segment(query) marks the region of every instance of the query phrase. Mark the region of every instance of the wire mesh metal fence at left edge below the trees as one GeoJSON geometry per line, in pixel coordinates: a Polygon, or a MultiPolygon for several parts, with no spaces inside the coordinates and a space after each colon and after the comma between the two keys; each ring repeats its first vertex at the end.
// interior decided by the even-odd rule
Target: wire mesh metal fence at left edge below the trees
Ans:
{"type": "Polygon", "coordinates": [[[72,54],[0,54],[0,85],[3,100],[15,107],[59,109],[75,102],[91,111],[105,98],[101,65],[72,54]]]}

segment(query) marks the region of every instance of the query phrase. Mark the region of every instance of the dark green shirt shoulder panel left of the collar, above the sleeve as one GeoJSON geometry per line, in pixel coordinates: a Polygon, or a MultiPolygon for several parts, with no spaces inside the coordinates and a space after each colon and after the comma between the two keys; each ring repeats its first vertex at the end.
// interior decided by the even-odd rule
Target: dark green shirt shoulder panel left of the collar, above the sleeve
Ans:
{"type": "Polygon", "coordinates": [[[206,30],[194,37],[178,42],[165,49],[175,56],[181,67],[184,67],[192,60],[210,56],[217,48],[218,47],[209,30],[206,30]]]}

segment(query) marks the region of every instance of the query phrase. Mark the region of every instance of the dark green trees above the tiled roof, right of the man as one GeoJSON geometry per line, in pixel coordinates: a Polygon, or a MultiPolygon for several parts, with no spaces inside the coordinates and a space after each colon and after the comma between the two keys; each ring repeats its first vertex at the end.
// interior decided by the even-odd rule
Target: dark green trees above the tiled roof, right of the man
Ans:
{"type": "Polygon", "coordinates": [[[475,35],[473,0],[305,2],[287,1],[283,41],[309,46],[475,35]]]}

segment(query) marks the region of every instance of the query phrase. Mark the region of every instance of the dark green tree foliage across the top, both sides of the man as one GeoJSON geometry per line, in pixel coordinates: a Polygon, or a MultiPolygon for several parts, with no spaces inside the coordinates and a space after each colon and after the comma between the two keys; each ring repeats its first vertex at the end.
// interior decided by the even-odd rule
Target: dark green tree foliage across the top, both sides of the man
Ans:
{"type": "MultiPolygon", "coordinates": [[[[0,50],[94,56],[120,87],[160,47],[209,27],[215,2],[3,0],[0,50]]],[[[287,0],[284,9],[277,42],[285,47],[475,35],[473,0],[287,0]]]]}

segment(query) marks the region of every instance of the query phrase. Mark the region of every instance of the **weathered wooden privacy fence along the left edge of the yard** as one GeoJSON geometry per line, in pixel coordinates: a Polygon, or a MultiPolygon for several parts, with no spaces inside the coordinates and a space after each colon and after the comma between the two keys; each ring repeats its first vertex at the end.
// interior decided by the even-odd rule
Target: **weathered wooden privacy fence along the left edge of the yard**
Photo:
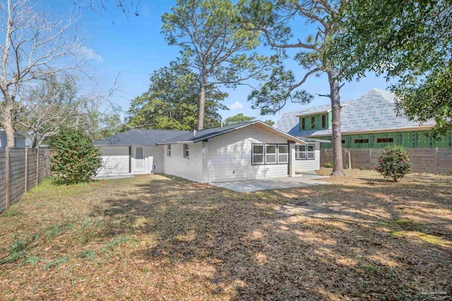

_TASK BRIEF_:
Restate all of the data word for word and include no pictures.

_FINISHED EXERCISE_:
segment(query) marks the region of every instance of the query phrase. Mark the region of every instance of the wire mesh metal fence at left edge below the trees as one GeoJSON geometry per line, in pixel coordinates: a Polygon, or a MultiPolygon for several parts, with no spaces inside the coordinates and a space after each colon and after the comma between the two keys; each ring repeats its first vertex at the end.
// interior decided by the even-odd rule
Target: wire mesh metal fence at left edge below the trees
Ans:
{"type": "Polygon", "coordinates": [[[72,54],[0,54],[0,85],[3,100],[15,107],[59,109],[75,102],[91,111],[105,98],[101,65],[72,54]]]}

segment(query) marks the region of every instance of the query phrase. Mark the region of every instance of the dark green shirt shoulder panel left of the collar, above the sleeve as one GeoJSON geometry per line, in pixel coordinates: a Polygon, or a MultiPolygon for several parts, with no spaces inside the coordinates and a space after each colon and after the comma between the two keys; each ring repeats its first vertex at the end.
// interior decided by the even-odd rule
Target: dark green shirt shoulder panel left of the collar, above the sleeve
Ans:
{"type": "Polygon", "coordinates": [[[206,30],[194,37],[178,42],[165,49],[175,56],[181,67],[184,67],[192,60],[210,56],[217,48],[218,47],[209,30],[206,30]]]}

segment(query) marks the region of every instance of the query phrase. Mark the region of every instance of the dark green trees above the tiled roof, right of the man as one GeoJSON geometry per line, in pixel coordinates: a Polygon, or a MultiPolygon for several parts, with no spaces inside the coordinates and a space after each colon and after the comma between the two keys; each ring repeats its first vertex at the end.
// interior decided by the even-odd rule
Target: dark green trees above the tiled roof, right of the man
Ans:
{"type": "Polygon", "coordinates": [[[475,35],[473,0],[305,2],[287,1],[283,41],[309,46],[475,35]]]}

segment(query) marks the region of every instance of the query phrase. Mark the region of every instance of the dark green tree foliage across the top, both sides of the man as one GeoJSON geometry per line, in pixel coordinates: a Polygon, or a MultiPolygon for several parts, with no spaces inside the coordinates and a space after each colon and after the comma between the two keys; each ring repeats its first vertex at the end.
// interior decided by the even-odd rule
Target: dark green tree foliage across the top, both sides of the man
Ans:
{"type": "MultiPolygon", "coordinates": [[[[0,50],[94,56],[120,87],[160,47],[209,27],[215,2],[3,0],[0,50]]],[[[287,0],[284,9],[277,42],[285,47],[475,35],[473,0],[287,0]]]]}

segment(query) marks the region of every instance of the query phrase. Mark the region of every instance of the **weathered wooden privacy fence along the left edge of the yard** as one GeoJSON geometry per line, in pixel coordinates: a Polygon, or a MultiPolygon for several parts, with no spaces inside the coordinates and a space after each colon and after the comma between the two keys; each ring repeats its first vertex at the end.
// interior decided by the even-odd rule
Target: **weathered wooden privacy fence along the left edge of the yard**
Photo:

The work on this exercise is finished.